__Exercise__
Take every line from the entries below that includes the word "pink" and copy it.

Given information: Begin

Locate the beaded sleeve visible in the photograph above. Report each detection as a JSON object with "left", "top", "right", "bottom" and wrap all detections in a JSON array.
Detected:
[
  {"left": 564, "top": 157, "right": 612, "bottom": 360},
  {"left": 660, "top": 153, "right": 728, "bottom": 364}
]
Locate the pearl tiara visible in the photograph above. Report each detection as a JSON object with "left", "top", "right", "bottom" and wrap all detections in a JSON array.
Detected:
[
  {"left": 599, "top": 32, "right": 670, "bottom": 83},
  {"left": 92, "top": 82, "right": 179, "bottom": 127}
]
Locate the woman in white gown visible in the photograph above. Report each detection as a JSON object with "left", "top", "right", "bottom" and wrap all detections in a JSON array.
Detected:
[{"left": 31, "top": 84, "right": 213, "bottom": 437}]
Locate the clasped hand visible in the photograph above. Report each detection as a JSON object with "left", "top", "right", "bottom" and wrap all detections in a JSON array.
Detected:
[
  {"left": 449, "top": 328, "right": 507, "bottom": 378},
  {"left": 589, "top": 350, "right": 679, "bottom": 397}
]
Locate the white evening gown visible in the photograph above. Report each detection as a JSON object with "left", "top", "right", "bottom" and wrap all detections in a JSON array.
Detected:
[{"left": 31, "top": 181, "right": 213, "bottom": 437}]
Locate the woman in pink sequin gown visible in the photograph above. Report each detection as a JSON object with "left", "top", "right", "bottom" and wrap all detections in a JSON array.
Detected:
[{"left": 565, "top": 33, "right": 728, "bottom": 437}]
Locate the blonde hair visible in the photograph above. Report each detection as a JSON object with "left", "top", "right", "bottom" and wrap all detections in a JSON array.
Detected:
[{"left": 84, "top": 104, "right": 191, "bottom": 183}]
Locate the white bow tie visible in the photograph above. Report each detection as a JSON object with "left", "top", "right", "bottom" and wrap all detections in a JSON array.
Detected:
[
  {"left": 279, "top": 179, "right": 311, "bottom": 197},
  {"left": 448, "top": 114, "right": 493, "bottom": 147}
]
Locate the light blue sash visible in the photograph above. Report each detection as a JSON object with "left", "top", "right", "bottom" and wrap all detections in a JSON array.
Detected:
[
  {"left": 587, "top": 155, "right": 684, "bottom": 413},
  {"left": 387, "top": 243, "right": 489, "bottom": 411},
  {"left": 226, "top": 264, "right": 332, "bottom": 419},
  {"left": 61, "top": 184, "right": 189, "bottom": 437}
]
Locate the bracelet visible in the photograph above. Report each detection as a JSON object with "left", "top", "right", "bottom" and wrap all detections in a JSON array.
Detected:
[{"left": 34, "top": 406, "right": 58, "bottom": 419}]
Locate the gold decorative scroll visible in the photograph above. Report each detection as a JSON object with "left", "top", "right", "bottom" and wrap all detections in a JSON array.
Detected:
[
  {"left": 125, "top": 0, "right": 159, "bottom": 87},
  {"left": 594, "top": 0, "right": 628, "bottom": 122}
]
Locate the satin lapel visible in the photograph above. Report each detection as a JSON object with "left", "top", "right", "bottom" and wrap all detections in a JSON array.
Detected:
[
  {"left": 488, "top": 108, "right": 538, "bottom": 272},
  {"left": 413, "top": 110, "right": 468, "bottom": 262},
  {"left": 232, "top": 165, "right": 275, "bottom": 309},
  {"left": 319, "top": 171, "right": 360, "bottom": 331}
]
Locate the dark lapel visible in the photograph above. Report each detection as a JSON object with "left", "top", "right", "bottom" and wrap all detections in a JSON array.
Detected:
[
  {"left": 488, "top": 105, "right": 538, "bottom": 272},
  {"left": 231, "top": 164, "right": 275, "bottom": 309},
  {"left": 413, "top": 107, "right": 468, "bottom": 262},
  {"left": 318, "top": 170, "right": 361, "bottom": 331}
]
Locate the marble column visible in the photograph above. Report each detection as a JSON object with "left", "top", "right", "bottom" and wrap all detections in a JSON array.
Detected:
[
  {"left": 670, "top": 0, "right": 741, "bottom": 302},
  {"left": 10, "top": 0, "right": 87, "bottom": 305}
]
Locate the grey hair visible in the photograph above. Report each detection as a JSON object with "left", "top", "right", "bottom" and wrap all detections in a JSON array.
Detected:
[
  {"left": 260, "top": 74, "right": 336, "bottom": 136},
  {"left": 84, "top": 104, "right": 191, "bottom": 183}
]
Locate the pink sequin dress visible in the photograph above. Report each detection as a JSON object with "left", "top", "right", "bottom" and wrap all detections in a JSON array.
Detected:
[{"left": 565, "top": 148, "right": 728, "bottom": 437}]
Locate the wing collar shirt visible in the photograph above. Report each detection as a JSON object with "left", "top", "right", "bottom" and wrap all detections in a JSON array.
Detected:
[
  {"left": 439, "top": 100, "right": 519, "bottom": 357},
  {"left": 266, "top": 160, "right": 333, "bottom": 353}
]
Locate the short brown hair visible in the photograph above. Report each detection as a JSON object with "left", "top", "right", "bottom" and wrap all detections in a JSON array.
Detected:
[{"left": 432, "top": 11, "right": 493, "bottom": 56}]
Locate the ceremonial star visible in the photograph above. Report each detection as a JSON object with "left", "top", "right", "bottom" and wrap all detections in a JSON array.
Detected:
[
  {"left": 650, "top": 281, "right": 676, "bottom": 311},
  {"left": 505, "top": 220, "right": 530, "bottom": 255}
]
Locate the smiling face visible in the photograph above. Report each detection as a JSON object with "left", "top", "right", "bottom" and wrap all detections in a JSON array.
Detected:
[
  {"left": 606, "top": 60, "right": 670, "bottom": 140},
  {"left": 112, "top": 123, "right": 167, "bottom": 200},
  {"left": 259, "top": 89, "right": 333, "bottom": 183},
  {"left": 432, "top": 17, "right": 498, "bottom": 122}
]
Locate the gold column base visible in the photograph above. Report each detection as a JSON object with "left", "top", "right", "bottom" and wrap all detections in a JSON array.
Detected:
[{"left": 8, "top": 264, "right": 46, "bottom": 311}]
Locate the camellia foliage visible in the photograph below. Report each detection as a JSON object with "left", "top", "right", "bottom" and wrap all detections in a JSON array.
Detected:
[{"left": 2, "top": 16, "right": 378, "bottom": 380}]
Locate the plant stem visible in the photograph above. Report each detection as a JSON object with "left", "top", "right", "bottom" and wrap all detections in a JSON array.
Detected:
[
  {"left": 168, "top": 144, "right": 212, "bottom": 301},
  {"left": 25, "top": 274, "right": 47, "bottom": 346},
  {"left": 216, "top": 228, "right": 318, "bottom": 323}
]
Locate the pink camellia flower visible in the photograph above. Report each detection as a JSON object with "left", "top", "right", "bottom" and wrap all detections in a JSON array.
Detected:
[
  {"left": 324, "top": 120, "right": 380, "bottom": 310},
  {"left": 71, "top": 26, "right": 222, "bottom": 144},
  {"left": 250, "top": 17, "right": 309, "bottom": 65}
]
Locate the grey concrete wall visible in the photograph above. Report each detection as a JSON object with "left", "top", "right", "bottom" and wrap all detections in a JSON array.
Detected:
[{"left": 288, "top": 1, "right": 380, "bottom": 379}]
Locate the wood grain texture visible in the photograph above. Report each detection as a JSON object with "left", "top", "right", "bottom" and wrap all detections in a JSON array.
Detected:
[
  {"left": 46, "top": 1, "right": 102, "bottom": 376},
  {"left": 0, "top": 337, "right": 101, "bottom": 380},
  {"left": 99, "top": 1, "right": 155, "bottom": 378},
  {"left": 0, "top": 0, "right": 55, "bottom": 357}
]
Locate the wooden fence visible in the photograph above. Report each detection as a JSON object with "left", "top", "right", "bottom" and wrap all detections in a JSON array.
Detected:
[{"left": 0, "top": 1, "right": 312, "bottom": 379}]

Given information: End

__Your response__
Locate the woman in pink sequin gown visible in the photograph above. Report each detection as a JSON object with "left", "top", "right", "bottom" and wrap all detections in a JSON array.
Locate the pink sequin dress visible in the photograph above. Report each detection as a JSON object with "left", "top", "right", "bottom" and wrap all detections in a JSON array.
Locate the pink camellia flower visible in the photograph above. Report each detection as a JSON object with "left", "top", "right", "bottom" and wrap all detections in a JSON array.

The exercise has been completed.